━━━ Items
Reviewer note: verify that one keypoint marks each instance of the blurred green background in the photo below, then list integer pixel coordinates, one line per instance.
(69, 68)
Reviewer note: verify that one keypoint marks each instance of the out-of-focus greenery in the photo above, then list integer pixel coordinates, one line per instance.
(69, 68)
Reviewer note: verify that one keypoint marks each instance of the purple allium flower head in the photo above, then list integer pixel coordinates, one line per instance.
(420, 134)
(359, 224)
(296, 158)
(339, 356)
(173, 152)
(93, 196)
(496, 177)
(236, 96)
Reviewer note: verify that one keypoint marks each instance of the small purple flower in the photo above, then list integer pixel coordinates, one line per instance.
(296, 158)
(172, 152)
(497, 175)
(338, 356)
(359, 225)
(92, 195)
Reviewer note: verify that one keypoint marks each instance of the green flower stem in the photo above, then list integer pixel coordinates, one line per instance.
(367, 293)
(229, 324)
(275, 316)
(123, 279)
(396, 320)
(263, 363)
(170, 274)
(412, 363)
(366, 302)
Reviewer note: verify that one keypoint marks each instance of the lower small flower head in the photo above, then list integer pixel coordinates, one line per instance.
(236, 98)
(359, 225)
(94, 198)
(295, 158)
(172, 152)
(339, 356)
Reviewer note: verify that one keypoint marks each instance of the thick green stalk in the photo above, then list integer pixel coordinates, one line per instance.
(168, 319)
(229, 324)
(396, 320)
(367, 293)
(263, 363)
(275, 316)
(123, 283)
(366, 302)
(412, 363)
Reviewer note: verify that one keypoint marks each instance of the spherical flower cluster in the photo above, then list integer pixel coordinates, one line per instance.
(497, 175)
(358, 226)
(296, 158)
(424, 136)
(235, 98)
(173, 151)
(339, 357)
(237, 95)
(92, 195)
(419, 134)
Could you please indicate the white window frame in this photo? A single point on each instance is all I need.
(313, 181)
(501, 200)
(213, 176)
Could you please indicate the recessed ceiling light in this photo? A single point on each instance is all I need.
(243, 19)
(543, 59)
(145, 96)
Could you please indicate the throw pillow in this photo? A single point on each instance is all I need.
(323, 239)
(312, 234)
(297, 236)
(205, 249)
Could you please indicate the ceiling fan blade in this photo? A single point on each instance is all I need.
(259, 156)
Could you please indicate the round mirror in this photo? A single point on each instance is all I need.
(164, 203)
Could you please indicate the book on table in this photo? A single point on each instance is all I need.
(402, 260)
━━━━━━
» **Task directions**: Reproduce all of the records above word for word, line by line.

» **Reply to the task**:
Reviewer note: verify that one keypoint marks each instance of the blurred green background in the photo below, then list integer pixel coordinates, one line per instance.
(69, 68)
Reviewer note: verify that one keypoint marks each instance of the out-of-focus greenery in the photo above, then list integer pixel coordinates, one line per instance.
(69, 68)
Reviewer note: verify that one keypoint marks each instance of the purple allium flower head in the photo above, then list integer pixel coordinates, one line per instance.
(420, 134)
(359, 224)
(296, 158)
(339, 356)
(173, 152)
(93, 196)
(496, 177)
(236, 96)
Reviewer note: verify that one keypoint marks each instance of the small purple flower in the photo above, then list integer pixel coordinates, one line per instance.
(296, 158)
(172, 152)
(497, 175)
(338, 356)
(359, 225)
(92, 195)
Reviewer note: verify that one keypoint marks each instance of the green flower stem in the photo above, then list integer pixel coordinates, one line per instance.
(367, 293)
(229, 324)
(275, 316)
(123, 279)
(396, 320)
(263, 363)
(170, 274)
(412, 363)
(366, 302)
Reviewer note: verify that one keypoint marks each instance of the lower small flower head in the photo above, then list integer pixel coordinates, one line per instance.
(236, 98)
(359, 225)
(94, 198)
(295, 158)
(172, 152)
(339, 356)
Reviewer note: verify that one keypoint marks each instance of the thick green stalk in the photo above, then list integer pixel coordinates, one line per instance.
(168, 319)
(229, 324)
(396, 320)
(367, 293)
(263, 363)
(275, 316)
(123, 283)
(366, 302)
(412, 363)
Reviewer note: verify that one keypoint marks each instance of the spherical flower cluster in the photo above, then list integer pixel coordinates, one line per instance.
(497, 175)
(358, 226)
(296, 158)
(424, 136)
(235, 98)
(173, 151)
(339, 357)
(237, 95)
(92, 195)
(419, 134)
Could you please indicate the white window frame in this photo? A single point on each instance is all I need.
(313, 181)
(501, 200)
(213, 176)
Could you please indicate the recessed ceiling light in this photo? A single point on each instance is all I need.
(243, 19)
(543, 59)
(145, 96)
Could you please indicate the throw pillow in this photo? A single point on each instance is all I need.
(323, 239)
(312, 234)
(297, 236)
(205, 249)
Could you please indicate the ceiling fan blade in this photo? A single point on each instance is all I need.
(259, 156)
Could you please indicate the round mirror in this photo? A single point on each instance is all I need.
(164, 203)
Could you please indicate the book on table in this photo? A single point on each instance is all I need.
(402, 260)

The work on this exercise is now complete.